### WORK ITEM
Output exactly the lines that come between the start of the material and the line containing "electrical wire: detect & box", both ends included, with the pictures omitted.
========
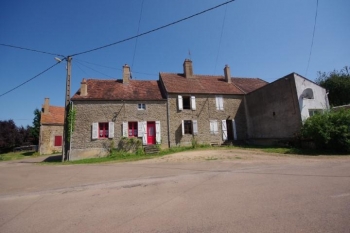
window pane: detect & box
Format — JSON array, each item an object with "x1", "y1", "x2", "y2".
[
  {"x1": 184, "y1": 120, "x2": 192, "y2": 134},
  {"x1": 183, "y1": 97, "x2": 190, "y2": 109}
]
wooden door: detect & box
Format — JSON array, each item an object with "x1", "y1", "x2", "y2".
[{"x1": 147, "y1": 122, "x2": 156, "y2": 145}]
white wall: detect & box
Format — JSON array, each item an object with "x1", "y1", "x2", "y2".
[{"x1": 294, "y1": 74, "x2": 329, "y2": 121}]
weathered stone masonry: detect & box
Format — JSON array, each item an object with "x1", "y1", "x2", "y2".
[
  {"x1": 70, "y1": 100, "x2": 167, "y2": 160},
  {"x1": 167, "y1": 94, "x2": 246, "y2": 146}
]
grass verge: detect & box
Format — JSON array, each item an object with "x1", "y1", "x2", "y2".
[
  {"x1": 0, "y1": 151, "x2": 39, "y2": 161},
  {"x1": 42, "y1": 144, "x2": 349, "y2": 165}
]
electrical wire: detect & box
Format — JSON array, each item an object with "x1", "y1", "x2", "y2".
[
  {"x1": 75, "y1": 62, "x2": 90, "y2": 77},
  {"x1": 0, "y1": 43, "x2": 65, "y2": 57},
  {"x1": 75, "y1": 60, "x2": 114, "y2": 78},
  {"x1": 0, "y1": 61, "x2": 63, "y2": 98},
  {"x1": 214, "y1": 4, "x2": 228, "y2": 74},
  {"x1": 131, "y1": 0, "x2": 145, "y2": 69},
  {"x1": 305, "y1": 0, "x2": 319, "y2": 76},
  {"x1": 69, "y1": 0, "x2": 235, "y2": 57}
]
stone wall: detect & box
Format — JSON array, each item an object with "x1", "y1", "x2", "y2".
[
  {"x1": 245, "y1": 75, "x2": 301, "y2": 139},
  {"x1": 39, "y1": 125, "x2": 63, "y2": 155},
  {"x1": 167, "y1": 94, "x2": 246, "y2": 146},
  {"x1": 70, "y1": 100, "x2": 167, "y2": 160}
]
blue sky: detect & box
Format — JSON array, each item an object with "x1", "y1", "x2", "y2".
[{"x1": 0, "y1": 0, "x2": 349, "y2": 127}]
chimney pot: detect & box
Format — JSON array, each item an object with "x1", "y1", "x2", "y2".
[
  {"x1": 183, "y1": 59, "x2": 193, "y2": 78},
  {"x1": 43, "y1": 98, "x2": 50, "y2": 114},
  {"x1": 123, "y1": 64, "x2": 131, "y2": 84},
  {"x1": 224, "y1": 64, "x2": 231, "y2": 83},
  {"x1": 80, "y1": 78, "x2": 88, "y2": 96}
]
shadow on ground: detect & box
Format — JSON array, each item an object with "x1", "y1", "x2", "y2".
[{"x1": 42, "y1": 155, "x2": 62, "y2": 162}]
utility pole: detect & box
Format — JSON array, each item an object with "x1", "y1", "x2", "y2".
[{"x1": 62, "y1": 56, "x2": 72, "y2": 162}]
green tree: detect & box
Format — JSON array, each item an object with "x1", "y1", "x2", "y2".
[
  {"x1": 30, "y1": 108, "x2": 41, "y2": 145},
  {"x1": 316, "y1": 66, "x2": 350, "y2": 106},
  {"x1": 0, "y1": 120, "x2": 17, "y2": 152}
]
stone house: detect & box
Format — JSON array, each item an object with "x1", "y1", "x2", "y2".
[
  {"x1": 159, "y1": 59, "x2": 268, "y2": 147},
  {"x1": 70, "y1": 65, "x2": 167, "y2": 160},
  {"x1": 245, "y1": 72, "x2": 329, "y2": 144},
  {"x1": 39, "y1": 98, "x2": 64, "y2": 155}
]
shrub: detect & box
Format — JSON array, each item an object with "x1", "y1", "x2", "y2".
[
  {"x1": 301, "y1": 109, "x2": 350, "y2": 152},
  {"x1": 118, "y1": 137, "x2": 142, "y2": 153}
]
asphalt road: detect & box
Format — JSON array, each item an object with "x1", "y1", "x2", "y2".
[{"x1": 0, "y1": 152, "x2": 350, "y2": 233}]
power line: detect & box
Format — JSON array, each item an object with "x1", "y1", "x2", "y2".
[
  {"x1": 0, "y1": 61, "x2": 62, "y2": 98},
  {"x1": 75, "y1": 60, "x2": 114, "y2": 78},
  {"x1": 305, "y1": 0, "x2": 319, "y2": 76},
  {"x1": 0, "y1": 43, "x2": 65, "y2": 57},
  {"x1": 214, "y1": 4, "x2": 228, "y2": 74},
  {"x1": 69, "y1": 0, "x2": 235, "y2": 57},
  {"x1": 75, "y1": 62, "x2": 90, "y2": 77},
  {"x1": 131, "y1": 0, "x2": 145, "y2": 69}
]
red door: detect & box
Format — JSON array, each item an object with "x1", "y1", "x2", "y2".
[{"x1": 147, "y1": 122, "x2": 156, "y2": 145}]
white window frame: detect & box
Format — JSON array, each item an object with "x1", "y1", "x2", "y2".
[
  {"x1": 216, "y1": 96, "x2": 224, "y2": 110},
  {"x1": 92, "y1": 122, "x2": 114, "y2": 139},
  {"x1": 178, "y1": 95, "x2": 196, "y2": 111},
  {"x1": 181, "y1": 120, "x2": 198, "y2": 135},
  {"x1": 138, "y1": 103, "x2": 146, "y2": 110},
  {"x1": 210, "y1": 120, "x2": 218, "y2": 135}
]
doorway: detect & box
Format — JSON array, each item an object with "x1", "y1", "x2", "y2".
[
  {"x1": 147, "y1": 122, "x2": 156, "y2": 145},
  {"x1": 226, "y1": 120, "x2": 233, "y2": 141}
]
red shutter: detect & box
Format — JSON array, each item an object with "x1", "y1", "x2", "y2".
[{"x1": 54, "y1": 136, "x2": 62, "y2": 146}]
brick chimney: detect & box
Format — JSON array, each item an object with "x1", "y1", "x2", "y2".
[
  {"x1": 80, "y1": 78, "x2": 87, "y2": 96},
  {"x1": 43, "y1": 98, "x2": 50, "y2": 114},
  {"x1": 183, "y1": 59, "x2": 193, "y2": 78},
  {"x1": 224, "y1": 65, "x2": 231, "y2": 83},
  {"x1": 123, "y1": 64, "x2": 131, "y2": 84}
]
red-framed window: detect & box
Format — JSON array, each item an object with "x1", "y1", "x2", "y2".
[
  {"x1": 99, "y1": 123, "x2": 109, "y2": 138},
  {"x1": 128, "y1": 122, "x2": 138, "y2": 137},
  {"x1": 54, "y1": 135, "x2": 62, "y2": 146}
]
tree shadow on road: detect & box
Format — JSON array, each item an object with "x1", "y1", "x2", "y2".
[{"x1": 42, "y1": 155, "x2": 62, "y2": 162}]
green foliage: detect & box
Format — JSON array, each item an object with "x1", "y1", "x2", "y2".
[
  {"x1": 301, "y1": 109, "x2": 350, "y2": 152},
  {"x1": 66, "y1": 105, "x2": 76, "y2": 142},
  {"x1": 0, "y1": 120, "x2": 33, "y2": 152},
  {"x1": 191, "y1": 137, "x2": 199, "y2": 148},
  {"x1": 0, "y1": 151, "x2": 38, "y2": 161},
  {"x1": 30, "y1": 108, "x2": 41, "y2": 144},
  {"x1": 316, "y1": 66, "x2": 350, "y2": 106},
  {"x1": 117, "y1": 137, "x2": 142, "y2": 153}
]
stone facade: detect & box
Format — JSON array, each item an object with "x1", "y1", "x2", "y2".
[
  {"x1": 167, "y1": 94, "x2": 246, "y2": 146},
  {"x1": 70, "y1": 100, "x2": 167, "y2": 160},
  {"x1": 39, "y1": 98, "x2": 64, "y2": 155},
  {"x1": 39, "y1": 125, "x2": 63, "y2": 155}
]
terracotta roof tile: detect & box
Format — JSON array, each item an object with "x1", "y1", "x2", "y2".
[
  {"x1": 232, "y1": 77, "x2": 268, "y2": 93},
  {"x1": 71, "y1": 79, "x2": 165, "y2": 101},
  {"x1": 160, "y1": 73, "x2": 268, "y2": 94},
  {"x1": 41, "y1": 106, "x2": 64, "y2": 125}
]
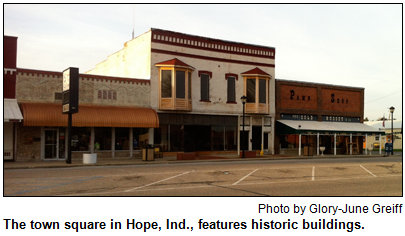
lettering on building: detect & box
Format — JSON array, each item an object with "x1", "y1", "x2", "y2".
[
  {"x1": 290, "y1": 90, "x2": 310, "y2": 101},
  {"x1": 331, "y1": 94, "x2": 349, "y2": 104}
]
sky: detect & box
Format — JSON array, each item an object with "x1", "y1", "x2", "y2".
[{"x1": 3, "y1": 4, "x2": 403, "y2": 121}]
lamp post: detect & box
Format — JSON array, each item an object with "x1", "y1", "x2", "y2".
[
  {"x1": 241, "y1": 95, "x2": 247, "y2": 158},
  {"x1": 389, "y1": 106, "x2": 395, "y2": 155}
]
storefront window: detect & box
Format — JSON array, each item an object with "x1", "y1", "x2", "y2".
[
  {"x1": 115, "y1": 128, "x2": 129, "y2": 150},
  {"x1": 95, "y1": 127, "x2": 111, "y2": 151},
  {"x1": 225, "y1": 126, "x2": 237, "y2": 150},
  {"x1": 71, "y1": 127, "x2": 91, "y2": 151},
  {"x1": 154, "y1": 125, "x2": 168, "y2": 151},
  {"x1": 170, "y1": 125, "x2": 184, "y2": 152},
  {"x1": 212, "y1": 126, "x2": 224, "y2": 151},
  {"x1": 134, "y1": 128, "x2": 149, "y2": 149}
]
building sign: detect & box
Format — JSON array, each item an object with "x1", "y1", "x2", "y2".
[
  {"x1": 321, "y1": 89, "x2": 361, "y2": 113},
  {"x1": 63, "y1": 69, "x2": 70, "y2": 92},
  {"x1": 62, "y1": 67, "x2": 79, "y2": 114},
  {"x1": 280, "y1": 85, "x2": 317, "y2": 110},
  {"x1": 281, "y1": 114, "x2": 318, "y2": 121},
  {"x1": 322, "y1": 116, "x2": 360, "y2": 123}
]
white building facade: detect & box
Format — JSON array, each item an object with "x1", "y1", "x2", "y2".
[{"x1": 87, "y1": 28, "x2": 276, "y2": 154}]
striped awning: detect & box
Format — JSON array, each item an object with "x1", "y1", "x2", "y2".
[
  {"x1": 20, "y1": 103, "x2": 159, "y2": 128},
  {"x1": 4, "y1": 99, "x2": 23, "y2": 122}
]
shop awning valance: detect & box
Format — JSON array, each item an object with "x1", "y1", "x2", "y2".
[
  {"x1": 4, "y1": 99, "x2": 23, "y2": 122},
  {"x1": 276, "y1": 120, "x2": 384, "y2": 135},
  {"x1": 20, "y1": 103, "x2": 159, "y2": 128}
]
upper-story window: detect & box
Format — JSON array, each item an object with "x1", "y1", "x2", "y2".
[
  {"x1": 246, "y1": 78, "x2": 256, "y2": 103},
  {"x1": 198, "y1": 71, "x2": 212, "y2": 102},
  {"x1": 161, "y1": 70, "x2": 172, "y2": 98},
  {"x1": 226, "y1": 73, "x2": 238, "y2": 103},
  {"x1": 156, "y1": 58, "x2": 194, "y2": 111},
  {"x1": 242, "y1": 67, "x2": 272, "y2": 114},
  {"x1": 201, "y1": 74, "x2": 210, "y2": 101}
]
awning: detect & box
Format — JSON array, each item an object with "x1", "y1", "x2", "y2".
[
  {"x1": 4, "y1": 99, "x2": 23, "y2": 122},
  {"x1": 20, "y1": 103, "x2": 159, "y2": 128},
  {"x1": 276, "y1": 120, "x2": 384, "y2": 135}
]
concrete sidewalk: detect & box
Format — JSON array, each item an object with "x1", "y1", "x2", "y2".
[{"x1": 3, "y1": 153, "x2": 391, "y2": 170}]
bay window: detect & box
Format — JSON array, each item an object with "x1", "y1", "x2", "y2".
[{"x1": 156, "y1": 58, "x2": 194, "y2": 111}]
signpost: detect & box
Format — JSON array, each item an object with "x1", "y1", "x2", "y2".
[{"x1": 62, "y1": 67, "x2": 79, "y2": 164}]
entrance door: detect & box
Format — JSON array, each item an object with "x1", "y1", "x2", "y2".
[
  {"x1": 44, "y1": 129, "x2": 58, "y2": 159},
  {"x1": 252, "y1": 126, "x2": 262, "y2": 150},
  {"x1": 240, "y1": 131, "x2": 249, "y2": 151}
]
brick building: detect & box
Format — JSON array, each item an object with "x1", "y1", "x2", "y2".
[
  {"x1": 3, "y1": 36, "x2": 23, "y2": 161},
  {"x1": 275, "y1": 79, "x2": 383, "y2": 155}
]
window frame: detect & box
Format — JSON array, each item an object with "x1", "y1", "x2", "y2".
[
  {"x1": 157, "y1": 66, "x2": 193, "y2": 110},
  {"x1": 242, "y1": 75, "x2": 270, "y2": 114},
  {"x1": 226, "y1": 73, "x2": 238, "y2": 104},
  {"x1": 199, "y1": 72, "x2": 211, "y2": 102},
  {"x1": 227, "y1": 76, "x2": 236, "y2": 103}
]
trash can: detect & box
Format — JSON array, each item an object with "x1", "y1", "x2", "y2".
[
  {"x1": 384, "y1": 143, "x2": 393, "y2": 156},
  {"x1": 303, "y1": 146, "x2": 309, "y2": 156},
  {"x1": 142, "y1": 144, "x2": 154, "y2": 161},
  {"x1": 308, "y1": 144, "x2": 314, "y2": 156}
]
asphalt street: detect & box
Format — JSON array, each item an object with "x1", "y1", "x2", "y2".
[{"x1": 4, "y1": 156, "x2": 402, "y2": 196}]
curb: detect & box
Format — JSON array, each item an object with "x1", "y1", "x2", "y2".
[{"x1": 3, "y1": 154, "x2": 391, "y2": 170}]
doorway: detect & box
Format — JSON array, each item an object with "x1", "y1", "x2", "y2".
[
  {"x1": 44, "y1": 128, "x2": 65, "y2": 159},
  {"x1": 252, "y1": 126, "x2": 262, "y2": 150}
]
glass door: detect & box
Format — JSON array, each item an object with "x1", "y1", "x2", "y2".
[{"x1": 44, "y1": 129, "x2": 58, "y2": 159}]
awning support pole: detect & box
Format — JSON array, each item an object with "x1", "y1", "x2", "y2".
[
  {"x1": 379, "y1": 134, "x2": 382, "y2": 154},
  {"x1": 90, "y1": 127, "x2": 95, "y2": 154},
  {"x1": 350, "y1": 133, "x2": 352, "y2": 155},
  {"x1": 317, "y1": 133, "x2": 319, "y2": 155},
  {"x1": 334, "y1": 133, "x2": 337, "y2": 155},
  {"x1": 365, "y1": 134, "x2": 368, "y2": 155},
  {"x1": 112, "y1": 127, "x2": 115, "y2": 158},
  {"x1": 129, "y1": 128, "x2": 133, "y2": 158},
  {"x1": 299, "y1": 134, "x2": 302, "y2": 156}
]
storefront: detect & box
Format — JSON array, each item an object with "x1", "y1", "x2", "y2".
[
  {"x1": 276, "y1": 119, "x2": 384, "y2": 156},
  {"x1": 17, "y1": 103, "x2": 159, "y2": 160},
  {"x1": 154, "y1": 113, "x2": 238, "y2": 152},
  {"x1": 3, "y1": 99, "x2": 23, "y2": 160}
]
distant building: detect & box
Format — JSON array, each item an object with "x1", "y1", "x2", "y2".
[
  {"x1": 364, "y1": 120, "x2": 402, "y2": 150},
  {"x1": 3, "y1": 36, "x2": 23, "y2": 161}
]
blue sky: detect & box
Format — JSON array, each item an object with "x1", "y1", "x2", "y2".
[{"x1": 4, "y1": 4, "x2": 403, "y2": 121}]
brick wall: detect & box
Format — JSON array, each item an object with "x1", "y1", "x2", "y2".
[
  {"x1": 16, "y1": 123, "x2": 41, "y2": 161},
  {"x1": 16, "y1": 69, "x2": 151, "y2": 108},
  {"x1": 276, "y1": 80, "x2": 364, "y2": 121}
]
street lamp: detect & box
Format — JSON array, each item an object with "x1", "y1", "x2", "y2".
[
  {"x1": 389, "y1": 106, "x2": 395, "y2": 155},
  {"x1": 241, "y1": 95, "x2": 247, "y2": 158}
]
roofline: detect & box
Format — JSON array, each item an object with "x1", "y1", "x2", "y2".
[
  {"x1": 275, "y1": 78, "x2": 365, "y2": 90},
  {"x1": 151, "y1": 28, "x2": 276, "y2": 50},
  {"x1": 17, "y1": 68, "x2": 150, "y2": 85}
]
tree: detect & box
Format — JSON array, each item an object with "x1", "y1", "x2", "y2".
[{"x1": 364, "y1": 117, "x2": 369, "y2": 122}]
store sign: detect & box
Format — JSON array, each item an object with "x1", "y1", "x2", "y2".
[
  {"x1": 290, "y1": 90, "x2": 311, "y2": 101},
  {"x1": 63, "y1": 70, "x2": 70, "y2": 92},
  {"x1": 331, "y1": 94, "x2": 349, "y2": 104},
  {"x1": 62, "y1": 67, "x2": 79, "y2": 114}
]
========
### YOUR SOLUTION
window pane: detect & box
Format — JSON array, each item an object with "x1", "y1", "x2", "y2".
[
  {"x1": 184, "y1": 120, "x2": 192, "y2": 134},
  {"x1": 183, "y1": 97, "x2": 190, "y2": 109}
]
wooden door: detect & box
Format — JSON array, each item an object with "x1", "y1", "x2", "y2".
[{"x1": 147, "y1": 122, "x2": 156, "y2": 145}]
white wall: detect & box
Format — JSON array, each item an object with "x1", "y1", "x2", "y2".
[{"x1": 294, "y1": 74, "x2": 329, "y2": 121}]
weathered stone masonry: detect & box
Format — JSON array, each item an object with "x1", "y1", "x2", "y2".
[
  {"x1": 70, "y1": 100, "x2": 167, "y2": 160},
  {"x1": 167, "y1": 94, "x2": 246, "y2": 146}
]
grass verge: detect & box
Format — JSON array, each item an object with "x1", "y1", "x2", "y2".
[
  {"x1": 0, "y1": 151, "x2": 39, "y2": 161},
  {"x1": 42, "y1": 144, "x2": 349, "y2": 165}
]
electrical wire: detect & box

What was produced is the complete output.